Problem – Put the material below into a Markdown table with the columns Row and Line, one numbered row per line, and leave out blank lines.

Information supplied –
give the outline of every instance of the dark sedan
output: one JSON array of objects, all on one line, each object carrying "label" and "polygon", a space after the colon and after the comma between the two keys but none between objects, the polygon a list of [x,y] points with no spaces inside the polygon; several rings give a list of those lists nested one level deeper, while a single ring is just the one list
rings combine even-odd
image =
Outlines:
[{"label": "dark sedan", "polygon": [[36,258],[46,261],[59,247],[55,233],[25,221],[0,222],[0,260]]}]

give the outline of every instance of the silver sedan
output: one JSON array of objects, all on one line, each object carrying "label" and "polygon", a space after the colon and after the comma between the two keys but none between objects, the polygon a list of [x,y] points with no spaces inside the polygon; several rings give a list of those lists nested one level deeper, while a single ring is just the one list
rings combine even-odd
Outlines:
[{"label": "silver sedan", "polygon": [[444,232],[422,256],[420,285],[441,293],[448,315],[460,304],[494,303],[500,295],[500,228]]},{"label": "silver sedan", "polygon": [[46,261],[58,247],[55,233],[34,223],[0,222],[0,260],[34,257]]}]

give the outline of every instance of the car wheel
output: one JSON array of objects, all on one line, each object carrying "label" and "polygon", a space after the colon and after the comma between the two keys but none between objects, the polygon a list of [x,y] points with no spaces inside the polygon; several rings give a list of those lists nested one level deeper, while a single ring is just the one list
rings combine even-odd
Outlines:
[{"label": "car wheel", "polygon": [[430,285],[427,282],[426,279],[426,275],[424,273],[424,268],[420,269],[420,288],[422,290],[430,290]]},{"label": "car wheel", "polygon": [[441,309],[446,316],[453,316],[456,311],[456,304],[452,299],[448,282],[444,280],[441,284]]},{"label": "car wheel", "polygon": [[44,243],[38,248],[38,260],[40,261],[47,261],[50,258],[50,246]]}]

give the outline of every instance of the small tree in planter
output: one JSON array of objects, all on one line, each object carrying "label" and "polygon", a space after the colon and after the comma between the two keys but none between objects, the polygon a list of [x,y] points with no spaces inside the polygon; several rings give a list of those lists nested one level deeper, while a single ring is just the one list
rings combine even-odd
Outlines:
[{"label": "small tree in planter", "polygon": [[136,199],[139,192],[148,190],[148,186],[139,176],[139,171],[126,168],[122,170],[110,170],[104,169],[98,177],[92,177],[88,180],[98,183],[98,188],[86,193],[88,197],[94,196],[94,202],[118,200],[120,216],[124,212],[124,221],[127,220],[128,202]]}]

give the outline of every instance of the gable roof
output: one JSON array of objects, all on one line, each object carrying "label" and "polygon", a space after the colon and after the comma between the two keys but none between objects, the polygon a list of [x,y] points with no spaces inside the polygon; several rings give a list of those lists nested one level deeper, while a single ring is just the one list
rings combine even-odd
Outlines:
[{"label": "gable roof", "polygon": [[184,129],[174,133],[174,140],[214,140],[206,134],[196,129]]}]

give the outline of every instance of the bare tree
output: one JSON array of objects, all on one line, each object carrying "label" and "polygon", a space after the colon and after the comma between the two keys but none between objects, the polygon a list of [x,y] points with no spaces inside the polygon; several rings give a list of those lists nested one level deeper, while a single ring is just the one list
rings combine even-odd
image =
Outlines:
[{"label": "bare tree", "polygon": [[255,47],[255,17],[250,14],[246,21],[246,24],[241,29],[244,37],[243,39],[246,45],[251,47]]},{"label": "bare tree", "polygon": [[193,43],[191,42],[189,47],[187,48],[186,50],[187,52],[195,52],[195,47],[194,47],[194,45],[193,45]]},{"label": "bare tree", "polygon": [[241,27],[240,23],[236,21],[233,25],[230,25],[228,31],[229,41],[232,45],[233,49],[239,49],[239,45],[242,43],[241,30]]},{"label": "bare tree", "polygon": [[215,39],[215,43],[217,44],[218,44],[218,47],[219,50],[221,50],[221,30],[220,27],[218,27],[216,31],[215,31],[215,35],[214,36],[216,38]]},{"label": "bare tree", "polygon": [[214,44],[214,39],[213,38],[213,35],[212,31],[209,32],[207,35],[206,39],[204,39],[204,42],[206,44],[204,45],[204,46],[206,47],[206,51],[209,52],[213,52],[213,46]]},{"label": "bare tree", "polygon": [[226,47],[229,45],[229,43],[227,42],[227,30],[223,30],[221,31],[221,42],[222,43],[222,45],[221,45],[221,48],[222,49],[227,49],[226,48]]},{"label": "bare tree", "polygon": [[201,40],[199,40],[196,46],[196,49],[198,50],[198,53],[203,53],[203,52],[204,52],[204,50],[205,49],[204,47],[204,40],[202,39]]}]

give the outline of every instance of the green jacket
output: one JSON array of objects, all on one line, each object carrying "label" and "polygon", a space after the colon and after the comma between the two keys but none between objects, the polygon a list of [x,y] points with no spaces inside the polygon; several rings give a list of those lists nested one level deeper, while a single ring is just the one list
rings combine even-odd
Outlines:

Exercise response –
| Row | Line |
|---|---|
| 1 | give the outline of every instance of the dark sedan |
| 2 | output: one JSON array of objects, all on one line, each object carrying "label" and "polygon", a space after the colon and after the comma between the two keys but none between objects, the polygon a list of [x,y] points with no spaces inside the polygon; several rings give a list of those lists nested one level deeper, while a single ring is just the one list |
| 3 | rings combine even-odd |
| 4 | image = |
| 5 | Outlines: |
| 6 | [{"label": "dark sedan", "polygon": [[36,258],[46,261],[59,247],[55,233],[25,221],[0,222],[0,260]]}] |
| 7 | give the outline of every instance of the silver sedan |
| 8 | output: one JSON array of objects, all on one line, each object carrying "label" and "polygon", a space after the colon and after the comma between the two keys but none between objects, the polygon a list of [x,y] points with no spaces inside the polygon; several rings give a list of those lists nested one level deeper, while a single ring is just the one list |
| 9 | rings combine even-odd |
| 10 | Outlines: |
| 11 | [{"label": "silver sedan", "polygon": [[444,232],[422,256],[420,285],[441,293],[448,315],[460,304],[494,303],[500,295],[500,228]]},{"label": "silver sedan", "polygon": [[46,261],[58,247],[55,233],[34,223],[0,222],[0,260],[34,257]]}] |
| 12 | give the outline of every instance of the car wheel |
| 13 | output: one JSON array of objects, all on one line, each object carrying "label" and "polygon", a space after the colon and after the comma between the two keys but none between objects, the polygon a list of [x,y] points with no spaces inside the polygon; several rings give a list of those lists nested one level deeper, while a single ring is just the one list |
| 14 | rings combine even-odd |
| 15 | Outlines: |
| 16 | [{"label": "car wheel", "polygon": [[430,285],[427,282],[426,279],[426,275],[424,273],[424,268],[420,269],[420,288],[422,290],[430,290]]},{"label": "car wheel", "polygon": [[441,309],[446,316],[453,316],[456,311],[456,304],[452,299],[448,282],[444,280],[441,284]]},{"label": "car wheel", "polygon": [[44,243],[38,248],[38,260],[40,261],[47,261],[50,258],[50,246]]}] |
| 17 | give the outline of every instance of the small tree in planter |
| 18 | output: one JSON array of objects, all on one line, each object carrying "label" and "polygon", a space after the colon and after the comma between the two keys but none between objects, the polygon a list of [x,y] points with no spaces inside the polygon; several rings give a list of those lists nested one level deeper, while a single ring is just the one list |
| 19 | rings combine even-odd |
| 20 | Outlines: |
| 21 | [{"label": "small tree in planter", "polygon": [[136,199],[139,192],[148,190],[148,186],[139,176],[139,171],[126,168],[122,170],[110,170],[104,169],[98,177],[92,177],[88,180],[98,183],[98,188],[86,193],[88,197],[94,196],[94,202],[118,200],[120,216],[124,212],[124,221],[127,220],[128,202]]}] |
| 22 | give the outline of every instance of the gable roof |
| 23 | output: one JSON array of objects, all on one line, each object carrying "label" and "polygon", a space after the colon and after the comma between the two keys but none between objects, the polygon a list of [x,y] points with no spaces inside the polygon; several rings give a list of those lists nested one level deeper, while a single ring is just the one list |
| 24 | rings combine even-odd |
| 25 | Outlines: |
| 26 | [{"label": "gable roof", "polygon": [[184,129],[174,133],[174,140],[214,140],[206,134],[196,129]]}] |
| 27 | give the outline of every instance of the bare tree |
| 28 | output: one JSON array of objects, all on one line, each object carrying "label" and "polygon", a space after the colon and after the comma between the two keys but none between objects, the polygon a list of [x,y] points with no spaces inside the polygon; several rings give a list of those lists nested one level deeper, while a single ring is just the one list |
| 29 | rings combine even-odd |
| 30 | image = |
| 31 | Outlines: |
| 32 | [{"label": "bare tree", "polygon": [[255,47],[255,17],[250,14],[246,21],[246,24],[241,29],[244,37],[243,39],[246,45],[251,47]]},{"label": "bare tree", "polygon": [[193,43],[191,42],[189,47],[187,48],[186,50],[187,52],[195,52],[195,47],[194,47],[194,45],[193,45]]},{"label": "bare tree", "polygon": [[241,27],[240,23],[236,21],[233,25],[230,25],[228,31],[229,41],[232,45],[233,49],[239,49],[239,45],[242,43],[241,30]]},{"label": "bare tree", "polygon": [[215,39],[215,43],[217,44],[218,44],[218,47],[219,50],[221,50],[221,30],[220,27],[218,27],[216,31],[215,31],[215,35],[214,36],[216,38]]},{"label": "bare tree", "polygon": [[214,44],[214,39],[213,38],[213,35],[212,31],[209,32],[207,35],[206,39],[204,39],[204,42],[206,44],[204,45],[204,46],[206,47],[206,51],[209,52],[213,52],[213,46]]},{"label": "bare tree", "polygon": [[226,47],[229,45],[229,43],[227,42],[227,30],[223,30],[221,31],[221,42],[222,43],[222,45],[221,45],[221,48],[222,49],[227,49],[226,48]]},{"label": "bare tree", "polygon": [[201,40],[199,40],[196,46],[196,49],[198,50],[198,53],[203,53],[203,52],[204,52],[204,50],[205,49],[204,47],[204,40],[202,39]]}] |
| 33 | give the outline of every instance of the green jacket |
| 34 | output: one JSON array of objects, all on one line, each object carrying "label" and "polygon", a space after the colon and after the comma between the two keys but none between objects, the polygon a list of [x,y] points with no spaces inside the polygon; several rings give a list of those lists nested one level deeper, while a single ring is just the one list |
| 35 | rings combine even-odd |
| 36 | Outlines: |